◆ ACTIVITY ◆
For each line below with the word "logo", write out a copy.

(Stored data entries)
<<<<

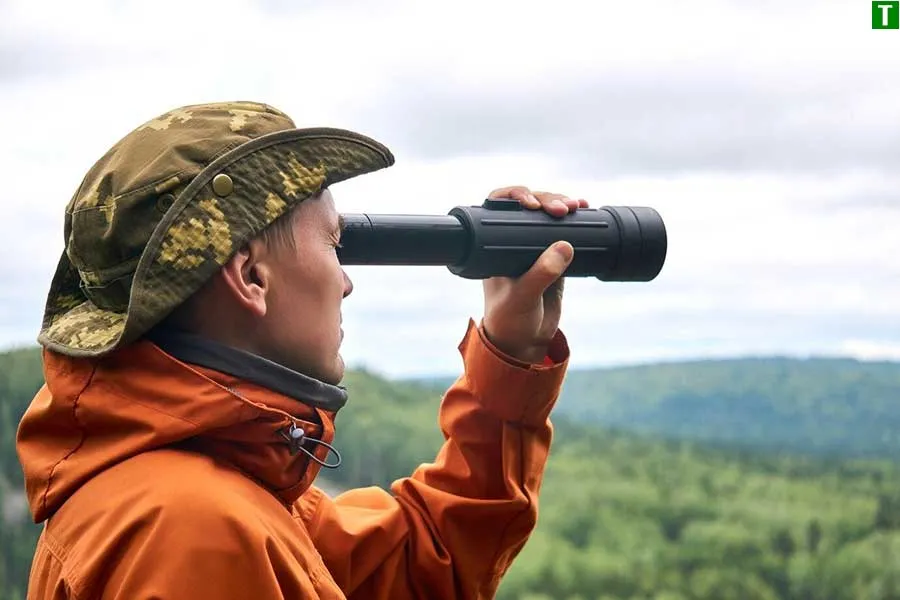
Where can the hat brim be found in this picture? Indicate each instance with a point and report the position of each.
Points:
(201, 231)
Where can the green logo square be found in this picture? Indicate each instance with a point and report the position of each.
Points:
(886, 14)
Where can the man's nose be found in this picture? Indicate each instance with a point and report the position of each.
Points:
(348, 284)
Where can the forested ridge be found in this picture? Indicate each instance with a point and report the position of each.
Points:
(834, 407)
(624, 515)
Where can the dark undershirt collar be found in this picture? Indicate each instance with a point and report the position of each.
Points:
(197, 350)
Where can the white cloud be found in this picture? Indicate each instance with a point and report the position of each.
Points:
(765, 260)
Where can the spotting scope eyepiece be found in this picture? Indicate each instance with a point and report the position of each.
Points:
(503, 238)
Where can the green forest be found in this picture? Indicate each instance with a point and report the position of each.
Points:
(630, 514)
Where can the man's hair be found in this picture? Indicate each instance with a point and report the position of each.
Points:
(280, 233)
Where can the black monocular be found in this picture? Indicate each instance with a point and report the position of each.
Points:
(503, 238)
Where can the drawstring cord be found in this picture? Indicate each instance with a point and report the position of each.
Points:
(296, 437)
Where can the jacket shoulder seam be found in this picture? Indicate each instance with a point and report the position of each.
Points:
(81, 432)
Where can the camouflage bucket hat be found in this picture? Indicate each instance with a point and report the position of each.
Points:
(171, 202)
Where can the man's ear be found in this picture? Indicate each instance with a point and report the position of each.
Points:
(248, 277)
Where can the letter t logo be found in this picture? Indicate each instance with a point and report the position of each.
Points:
(886, 14)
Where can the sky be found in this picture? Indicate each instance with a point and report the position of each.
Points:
(767, 135)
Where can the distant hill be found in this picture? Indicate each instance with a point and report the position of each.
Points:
(840, 407)
(625, 516)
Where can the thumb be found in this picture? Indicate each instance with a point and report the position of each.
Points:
(549, 267)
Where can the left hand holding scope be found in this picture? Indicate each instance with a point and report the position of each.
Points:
(503, 238)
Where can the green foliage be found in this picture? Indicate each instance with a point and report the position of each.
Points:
(634, 516)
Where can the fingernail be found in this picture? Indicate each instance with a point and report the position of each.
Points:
(564, 250)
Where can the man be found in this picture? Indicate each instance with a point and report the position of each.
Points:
(191, 355)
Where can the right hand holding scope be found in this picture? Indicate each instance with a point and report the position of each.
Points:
(503, 238)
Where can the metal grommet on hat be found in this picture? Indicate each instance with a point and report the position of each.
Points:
(222, 185)
(165, 202)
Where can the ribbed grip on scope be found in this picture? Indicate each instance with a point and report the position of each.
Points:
(611, 243)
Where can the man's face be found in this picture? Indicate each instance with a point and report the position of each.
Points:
(302, 325)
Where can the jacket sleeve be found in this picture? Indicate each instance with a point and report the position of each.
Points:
(452, 528)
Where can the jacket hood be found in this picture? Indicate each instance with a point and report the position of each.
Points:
(271, 423)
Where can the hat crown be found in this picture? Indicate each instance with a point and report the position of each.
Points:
(126, 193)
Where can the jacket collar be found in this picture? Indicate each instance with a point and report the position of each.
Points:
(274, 425)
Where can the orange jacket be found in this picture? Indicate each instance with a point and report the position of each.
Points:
(164, 478)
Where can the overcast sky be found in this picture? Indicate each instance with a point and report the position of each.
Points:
(766, 133)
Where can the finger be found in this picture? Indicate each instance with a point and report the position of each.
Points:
(517, 192)
(555, 204)
(546, 270)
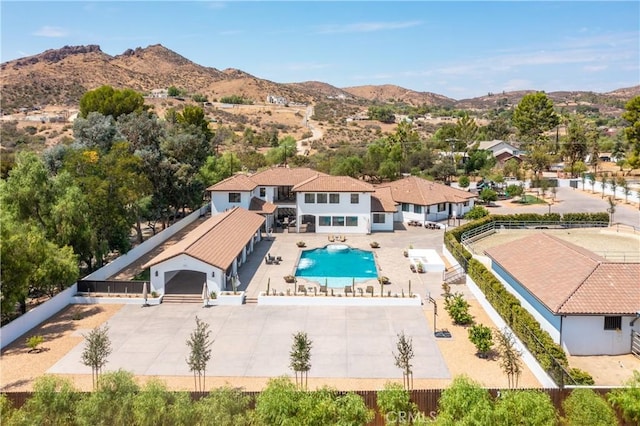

>>>>

◆ RESULT ◆
Where can the green logo square be found in this picture? Indicate each instance with a point and report the position of each.
Where can the letter t logo be found in this picture? Indicate each instance with a point and report the position of each.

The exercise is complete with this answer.